(EXTRAIT À LIRE):
<<<<
Vous souvenez-vous de la comédie française Tanguy ? Bon, ce n’est pas à la hauteur du Dîner de cons, mais la prémisse était bien trouvée : un homme de 28 ans refuse de quitter la maison de ses parents, alors ceux-ci s’efforcent de lui pourrir la vie jusqu’à ce qu’il décide de partir par lui-même.

Maintenant, imaginons qu’une nouvelle loi vienne en renfort des parents et force tous les Tanguy du Québec à quitter la demeure familiale. Du jour au lendemain, des milliers d’individus qui n’étaient pas à la recherche d’un logement le deviennent. En tenant l’offre constante, estimez-vous que cela aurait un impact sur le prix des logements ?

Bien sûr que oui. Toutes choses étant égales par ailleurs, si la demande augmente, mais que l’offre demeure stable, nous assistons à une hausse des prix puisque plus d’individus se font compétition pour les mêmes biens. Ils sont alors prêts à payer plus cher que les autres afin de les obtenir, ce qui réduit du même coup l’accessibilité de ces biens. Dans notre petite expérience de pensée, ces Tanguy forcés d’entrer dans l’âge adulte à leur corps défendant ne sont toutefois pas bien coupables.

Expulsés de chez eux, ils doivent bien trouver une manière de se loger (le droit au logement étant d’ailleurs contenu dans la Déclaration universelle des droits de l’homme)… Et s’ils accroissent une crise du logement dans ce cas de figure, ce n’est tout de même pas de leur faute !

Maintenant, varions un peu l’exemple. Désormais, nos Tanguy ne sont plus expulsés du foyer familial, où ils auraient pu rester, mais ils choisissent en toute indépendance de le quitter puisqu’ils ne peuvent plus supporter certains irritants. Disons qu’ils ont envie de pouvoir laver la vaisselle à l’heure qu’ils désirent, de mettre n’importe quel aliment dans le réfrigérateur ou de rentrer à toute heure du soir ou de la nuit sans avertir. Ils cherchent une vie meilleure, certes, mais celle qu’ils quittaient n’était pas misérable non plus.

L’effet de leur départ du foyer familial sur le marché du logement est toutefois le même que dans le premier cas de figure : le fait qu’il y ait davantage d’individus en compétition pour des logements rares implique une hausse des prix et une baisse concomitante de l’accessibilité.

PHOTO PHILIPPE BOIVIN, ARCHIVES LA PRESSE

En quittant massivement la demeure familiale, les Tanguy participeraient à la hausse des prix des logements.

Or, contrairement aux Tanguy de nécessité du premier exemple, ces seconds Tanguy d’agrément ont sciemment choisi de quitter la maison familiale. Considérant qu’en règle générale, s’il y a choix raisonnable, il peut y avoir attribution de responsabilité, on peut considérer que ces seconds Tanguy sont, au moins en partie, responsables de la crise du logement d’une manière tout à fait différente des premiers. D’autant plus que ceux-là, étant prêts à partir depuis un petit bout de temps, ont des économies et seront des acteurs vraiment compétitifs sur le marché du logement (disons, sur le Plateau Mont-Royal).
>>>>
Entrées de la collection
<<<<
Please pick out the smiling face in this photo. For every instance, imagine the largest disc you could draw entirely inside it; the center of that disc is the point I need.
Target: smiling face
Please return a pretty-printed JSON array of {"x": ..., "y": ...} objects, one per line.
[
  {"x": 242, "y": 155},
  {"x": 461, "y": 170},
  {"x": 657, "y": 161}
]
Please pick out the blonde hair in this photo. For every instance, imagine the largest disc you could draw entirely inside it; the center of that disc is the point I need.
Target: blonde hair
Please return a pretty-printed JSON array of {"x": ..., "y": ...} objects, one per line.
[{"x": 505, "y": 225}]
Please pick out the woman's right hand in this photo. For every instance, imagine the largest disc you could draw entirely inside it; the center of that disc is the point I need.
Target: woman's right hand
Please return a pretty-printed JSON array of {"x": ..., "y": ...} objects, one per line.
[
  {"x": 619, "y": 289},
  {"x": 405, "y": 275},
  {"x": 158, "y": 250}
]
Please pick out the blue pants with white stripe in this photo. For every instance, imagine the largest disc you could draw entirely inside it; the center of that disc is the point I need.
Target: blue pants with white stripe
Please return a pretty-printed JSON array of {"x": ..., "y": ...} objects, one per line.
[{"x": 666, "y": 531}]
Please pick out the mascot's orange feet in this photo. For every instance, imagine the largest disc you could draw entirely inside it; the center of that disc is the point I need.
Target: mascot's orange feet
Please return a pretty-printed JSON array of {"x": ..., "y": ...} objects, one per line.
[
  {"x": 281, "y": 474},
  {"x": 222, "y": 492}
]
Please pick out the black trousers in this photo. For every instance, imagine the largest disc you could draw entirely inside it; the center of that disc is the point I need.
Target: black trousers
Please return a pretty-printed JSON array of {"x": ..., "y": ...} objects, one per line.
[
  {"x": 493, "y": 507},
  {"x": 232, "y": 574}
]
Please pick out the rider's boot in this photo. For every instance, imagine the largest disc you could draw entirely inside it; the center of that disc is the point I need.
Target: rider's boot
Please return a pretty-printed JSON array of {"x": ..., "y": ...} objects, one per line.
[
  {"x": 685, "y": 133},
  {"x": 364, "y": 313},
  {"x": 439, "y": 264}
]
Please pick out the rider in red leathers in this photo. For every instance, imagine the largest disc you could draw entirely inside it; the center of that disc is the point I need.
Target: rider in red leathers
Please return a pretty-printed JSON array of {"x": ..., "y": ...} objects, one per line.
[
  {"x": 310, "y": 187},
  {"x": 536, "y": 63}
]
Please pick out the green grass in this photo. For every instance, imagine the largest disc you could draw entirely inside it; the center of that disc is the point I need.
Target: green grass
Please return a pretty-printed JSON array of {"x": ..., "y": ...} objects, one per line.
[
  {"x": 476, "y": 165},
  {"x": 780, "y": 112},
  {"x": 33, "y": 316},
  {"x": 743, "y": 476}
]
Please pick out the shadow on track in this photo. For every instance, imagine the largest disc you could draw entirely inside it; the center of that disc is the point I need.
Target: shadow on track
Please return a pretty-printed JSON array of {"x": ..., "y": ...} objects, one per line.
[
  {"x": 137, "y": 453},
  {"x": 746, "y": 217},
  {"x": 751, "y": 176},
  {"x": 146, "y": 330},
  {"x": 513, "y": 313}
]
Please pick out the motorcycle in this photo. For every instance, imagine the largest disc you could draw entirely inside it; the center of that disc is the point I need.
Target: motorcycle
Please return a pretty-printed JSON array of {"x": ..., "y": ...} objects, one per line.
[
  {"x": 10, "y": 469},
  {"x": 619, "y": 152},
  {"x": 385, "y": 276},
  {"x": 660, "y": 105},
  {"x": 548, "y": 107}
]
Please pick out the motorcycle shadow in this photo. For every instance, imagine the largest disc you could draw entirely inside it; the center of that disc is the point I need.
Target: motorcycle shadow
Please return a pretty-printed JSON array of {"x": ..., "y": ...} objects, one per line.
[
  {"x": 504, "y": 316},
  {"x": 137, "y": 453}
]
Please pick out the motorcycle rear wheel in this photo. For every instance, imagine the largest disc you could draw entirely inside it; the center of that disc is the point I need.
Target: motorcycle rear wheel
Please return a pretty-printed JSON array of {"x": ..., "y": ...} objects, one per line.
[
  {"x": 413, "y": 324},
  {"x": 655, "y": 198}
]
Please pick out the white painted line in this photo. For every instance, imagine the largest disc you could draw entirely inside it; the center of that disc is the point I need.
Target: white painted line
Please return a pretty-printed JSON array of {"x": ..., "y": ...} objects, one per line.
>>>>
<<<<
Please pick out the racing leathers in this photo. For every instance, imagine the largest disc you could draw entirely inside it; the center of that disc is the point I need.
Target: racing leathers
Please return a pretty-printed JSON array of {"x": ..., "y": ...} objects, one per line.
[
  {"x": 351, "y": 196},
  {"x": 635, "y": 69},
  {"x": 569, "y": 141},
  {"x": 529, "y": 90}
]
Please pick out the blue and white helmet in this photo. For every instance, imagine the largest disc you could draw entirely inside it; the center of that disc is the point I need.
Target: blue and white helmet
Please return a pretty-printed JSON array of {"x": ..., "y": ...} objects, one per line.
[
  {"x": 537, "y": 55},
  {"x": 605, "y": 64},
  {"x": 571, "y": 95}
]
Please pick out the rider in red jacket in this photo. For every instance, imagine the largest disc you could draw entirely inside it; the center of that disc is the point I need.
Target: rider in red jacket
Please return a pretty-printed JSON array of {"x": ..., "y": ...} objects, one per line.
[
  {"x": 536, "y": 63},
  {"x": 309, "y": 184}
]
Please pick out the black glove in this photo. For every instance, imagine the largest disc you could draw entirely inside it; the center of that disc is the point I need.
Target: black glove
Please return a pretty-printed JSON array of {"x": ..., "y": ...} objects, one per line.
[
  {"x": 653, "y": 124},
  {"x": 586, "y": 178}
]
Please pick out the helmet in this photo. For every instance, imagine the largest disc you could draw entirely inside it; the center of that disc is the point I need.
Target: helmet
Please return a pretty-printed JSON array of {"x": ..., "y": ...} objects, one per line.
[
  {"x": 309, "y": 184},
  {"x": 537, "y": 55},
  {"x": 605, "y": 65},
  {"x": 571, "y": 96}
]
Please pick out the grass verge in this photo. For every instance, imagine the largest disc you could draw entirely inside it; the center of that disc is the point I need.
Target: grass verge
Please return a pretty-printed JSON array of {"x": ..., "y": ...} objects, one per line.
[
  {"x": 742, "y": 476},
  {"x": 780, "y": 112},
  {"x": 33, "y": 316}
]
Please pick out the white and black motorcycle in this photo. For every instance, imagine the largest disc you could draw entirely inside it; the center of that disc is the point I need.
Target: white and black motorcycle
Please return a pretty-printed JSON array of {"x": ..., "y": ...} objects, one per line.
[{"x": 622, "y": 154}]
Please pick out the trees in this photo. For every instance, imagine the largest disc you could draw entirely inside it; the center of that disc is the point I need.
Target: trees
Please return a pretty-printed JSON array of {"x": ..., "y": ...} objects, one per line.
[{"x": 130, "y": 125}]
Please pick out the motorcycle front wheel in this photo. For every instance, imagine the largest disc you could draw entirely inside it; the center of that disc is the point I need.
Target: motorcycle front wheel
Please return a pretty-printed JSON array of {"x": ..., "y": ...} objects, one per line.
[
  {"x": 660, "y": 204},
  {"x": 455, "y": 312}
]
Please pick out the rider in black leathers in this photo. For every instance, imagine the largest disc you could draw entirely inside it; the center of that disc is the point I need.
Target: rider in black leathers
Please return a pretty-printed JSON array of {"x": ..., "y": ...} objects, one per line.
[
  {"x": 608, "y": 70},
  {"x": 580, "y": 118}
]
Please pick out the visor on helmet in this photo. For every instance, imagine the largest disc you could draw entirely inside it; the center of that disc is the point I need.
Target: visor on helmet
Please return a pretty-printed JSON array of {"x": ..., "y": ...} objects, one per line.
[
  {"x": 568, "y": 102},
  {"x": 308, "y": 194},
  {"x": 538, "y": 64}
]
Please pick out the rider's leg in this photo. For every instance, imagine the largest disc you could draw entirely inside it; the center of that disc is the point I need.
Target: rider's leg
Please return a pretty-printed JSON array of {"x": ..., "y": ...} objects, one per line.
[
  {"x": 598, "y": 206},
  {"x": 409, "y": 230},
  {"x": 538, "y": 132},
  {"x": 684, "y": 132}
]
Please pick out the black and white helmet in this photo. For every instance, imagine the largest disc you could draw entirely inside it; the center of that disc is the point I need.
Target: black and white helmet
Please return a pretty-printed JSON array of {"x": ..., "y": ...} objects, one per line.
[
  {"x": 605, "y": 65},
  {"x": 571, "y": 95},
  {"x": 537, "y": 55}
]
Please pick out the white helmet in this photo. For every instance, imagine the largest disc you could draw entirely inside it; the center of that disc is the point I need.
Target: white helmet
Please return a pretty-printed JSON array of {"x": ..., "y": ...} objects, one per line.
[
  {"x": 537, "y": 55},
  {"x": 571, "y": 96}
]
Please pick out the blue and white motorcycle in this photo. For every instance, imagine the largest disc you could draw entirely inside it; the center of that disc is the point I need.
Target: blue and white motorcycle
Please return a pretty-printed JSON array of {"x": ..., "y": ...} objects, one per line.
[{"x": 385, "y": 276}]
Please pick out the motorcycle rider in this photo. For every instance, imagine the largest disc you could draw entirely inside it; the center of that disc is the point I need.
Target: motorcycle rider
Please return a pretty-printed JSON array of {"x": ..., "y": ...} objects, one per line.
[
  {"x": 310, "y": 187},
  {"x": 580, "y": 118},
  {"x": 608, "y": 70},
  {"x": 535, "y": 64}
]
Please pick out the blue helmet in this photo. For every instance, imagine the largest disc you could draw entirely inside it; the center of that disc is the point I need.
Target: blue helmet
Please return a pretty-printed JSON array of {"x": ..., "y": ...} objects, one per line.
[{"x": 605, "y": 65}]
>>>>
(CONSIGNE): Reproduisez à l'identique, dans le texte sur les Tanguy et la crise du logement, le passage allant de "En quittant massivement" jusqu'à "le Plateau Mont-Royal).".

(CORRIGÉ RÉDIGÉ):
En quittant massivement la demeure familiale, les Tanguy participeraient à la hausse des prix des logements.

Or, contrairement aux Tanguy de nécessité du premier exemple, ces seconds Tanguy d’agrément ont sciemment choisi de quitter la maison familiale. Considérant qu’en règle générale, s’il y a choix raisonnable, il peut y avoir attribution de responsabilité, on peut considérer que ces seconds Tanguy sont, au moins en partie, responsables de la crise du logement d’une manière tout à fait différente des premiers. D’autant plus que ceux-là, étant prêts à partir depuis un petit bout de temps, ont des économies et seront des acteurs vraiment compétitifs sur le marché du logement (disons, sur le Plateau Mont-Royal).